Dataset entries:
::::

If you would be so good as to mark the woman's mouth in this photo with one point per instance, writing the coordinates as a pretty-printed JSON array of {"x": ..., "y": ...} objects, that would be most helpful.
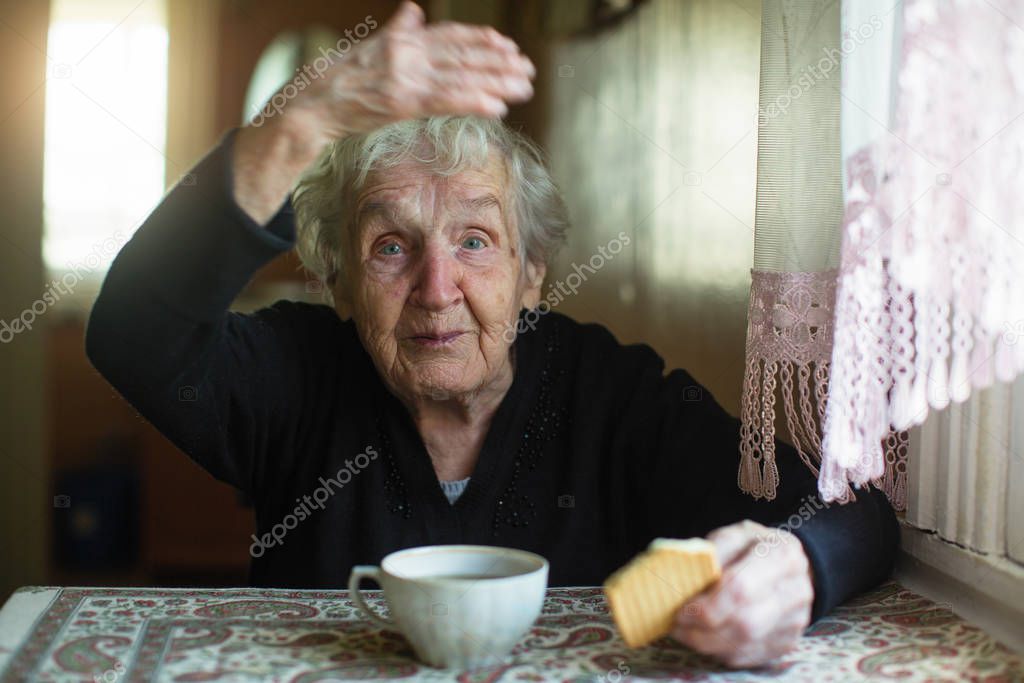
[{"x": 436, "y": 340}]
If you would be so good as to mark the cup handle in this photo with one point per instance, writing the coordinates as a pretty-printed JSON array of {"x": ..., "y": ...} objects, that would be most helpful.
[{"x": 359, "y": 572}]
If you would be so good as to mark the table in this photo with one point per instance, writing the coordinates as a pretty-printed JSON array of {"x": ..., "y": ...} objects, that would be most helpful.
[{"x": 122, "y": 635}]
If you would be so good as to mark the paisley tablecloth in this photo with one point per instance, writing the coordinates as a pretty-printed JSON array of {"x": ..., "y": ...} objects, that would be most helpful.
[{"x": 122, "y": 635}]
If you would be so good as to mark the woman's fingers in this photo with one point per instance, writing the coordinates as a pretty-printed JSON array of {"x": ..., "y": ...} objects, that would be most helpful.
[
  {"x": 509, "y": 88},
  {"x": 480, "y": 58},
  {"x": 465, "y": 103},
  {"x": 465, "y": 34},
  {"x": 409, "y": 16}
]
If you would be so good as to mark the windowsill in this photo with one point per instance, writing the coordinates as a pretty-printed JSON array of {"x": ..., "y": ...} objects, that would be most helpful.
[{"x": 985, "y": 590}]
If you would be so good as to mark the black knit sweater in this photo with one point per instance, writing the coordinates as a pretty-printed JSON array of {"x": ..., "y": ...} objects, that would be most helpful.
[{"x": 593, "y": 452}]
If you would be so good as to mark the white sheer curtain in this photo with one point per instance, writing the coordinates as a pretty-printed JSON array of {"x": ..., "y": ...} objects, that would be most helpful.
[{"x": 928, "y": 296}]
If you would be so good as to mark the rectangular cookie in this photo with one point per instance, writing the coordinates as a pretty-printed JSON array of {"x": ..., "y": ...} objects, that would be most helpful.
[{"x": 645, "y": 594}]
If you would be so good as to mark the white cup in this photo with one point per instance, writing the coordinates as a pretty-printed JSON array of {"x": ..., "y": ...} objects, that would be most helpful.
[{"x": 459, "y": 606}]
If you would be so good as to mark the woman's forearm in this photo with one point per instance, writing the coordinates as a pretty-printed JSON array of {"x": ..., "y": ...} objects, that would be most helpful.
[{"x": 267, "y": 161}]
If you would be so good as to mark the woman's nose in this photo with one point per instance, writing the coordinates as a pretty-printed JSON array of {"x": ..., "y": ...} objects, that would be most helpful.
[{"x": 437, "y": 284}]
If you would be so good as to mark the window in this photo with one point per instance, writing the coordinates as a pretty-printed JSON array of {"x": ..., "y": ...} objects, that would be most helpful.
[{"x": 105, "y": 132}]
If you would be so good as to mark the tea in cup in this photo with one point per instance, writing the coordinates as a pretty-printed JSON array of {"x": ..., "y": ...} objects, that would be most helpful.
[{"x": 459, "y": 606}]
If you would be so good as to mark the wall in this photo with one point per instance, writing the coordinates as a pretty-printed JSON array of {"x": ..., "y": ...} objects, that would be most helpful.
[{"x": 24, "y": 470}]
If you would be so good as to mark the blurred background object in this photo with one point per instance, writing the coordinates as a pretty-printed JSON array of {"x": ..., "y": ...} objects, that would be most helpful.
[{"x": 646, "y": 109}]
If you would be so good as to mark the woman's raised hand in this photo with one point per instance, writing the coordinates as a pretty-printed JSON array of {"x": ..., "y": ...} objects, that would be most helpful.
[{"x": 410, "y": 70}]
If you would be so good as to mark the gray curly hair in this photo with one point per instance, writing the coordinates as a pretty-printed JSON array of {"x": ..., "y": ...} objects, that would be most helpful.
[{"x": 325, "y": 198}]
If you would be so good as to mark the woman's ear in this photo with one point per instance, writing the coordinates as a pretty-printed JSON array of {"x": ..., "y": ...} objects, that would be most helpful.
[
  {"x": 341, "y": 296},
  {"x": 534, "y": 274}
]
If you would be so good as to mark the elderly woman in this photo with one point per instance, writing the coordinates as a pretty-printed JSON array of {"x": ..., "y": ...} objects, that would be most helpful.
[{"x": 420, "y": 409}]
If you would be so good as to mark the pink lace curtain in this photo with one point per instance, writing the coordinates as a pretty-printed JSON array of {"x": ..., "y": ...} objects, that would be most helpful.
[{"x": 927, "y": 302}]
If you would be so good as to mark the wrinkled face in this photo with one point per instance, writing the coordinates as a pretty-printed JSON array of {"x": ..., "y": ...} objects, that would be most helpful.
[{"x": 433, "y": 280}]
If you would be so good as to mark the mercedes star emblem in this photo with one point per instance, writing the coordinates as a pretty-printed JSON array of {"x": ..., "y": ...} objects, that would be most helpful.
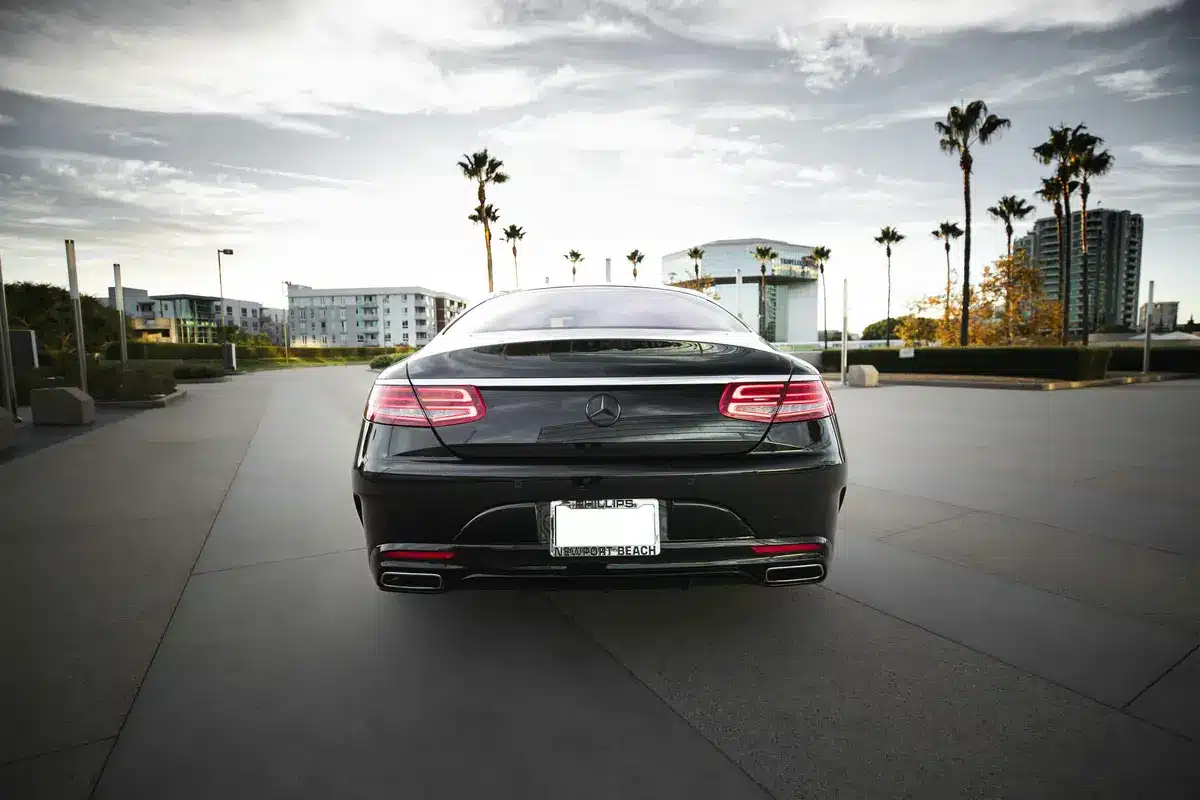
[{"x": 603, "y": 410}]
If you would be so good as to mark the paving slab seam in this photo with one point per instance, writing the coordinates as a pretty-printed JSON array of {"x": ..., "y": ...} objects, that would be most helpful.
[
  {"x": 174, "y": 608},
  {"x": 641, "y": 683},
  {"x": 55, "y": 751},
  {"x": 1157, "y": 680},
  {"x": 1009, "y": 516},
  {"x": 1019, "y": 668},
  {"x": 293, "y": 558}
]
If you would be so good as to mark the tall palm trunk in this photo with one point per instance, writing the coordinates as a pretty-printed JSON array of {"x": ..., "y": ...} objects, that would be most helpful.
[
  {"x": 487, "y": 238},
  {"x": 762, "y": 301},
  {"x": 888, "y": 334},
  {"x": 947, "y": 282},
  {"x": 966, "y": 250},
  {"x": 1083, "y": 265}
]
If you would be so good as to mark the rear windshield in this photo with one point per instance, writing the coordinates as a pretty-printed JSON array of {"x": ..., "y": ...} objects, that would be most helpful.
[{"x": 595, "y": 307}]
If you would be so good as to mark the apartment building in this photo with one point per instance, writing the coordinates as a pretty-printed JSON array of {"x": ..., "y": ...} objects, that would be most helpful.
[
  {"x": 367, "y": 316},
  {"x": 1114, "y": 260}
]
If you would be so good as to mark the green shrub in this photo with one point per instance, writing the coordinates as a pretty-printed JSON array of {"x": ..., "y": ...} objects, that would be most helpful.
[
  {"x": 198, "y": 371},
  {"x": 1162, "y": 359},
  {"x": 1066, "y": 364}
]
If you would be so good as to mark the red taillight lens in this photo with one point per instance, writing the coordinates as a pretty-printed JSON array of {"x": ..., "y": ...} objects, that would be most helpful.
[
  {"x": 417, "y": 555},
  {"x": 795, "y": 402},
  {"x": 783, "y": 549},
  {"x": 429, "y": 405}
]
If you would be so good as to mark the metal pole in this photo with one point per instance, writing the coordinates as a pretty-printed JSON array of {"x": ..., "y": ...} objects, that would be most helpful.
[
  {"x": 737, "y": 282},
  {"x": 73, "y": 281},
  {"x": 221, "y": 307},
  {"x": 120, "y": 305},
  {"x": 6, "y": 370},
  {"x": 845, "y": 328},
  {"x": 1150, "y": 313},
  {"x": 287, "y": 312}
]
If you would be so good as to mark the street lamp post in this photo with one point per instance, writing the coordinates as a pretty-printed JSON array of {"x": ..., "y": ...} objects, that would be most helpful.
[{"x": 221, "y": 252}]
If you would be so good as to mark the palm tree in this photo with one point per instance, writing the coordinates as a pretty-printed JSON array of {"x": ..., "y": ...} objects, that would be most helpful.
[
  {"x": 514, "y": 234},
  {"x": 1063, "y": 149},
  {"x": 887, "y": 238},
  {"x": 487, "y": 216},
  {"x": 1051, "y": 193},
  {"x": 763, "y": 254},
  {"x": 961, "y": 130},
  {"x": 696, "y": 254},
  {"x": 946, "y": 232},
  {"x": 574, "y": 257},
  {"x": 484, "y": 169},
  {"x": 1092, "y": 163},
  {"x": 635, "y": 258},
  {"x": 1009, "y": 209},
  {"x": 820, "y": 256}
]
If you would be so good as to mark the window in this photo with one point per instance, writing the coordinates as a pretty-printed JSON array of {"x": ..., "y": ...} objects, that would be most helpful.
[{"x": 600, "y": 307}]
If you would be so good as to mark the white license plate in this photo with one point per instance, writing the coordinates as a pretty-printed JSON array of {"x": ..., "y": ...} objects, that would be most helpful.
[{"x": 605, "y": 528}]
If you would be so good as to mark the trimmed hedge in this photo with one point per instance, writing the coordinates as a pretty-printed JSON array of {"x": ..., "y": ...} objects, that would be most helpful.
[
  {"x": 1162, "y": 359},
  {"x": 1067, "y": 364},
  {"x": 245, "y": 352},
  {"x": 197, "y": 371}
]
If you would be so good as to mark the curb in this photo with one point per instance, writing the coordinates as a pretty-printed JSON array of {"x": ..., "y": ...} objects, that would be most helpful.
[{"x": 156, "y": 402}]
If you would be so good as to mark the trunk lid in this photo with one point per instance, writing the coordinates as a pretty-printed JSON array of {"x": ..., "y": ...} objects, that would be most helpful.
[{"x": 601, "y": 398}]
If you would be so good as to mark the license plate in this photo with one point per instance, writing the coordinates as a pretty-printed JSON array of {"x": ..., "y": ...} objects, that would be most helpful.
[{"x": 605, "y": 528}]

::::

The required output is the span of lines from the one containing "If you would be so good as to mark the trunk" to the last line, reproduced character for character.

Exercise result:
If you would be so good as to mark the trunk lid in this photo with one point per instance, writing the coordinates as a pretty-printed JSON array of {"x": ..., "y": ...} objects, that would be most helpful.
[{"x": 601, "y": 398}]
If you would be so good as to mark the license plate in this photo with one point per instance, writing the coordinates as a pretty-printed JSON array of {"x": ..., "y": ...} objects, that would be most helpful.
[{"x": 605, "y": 528}]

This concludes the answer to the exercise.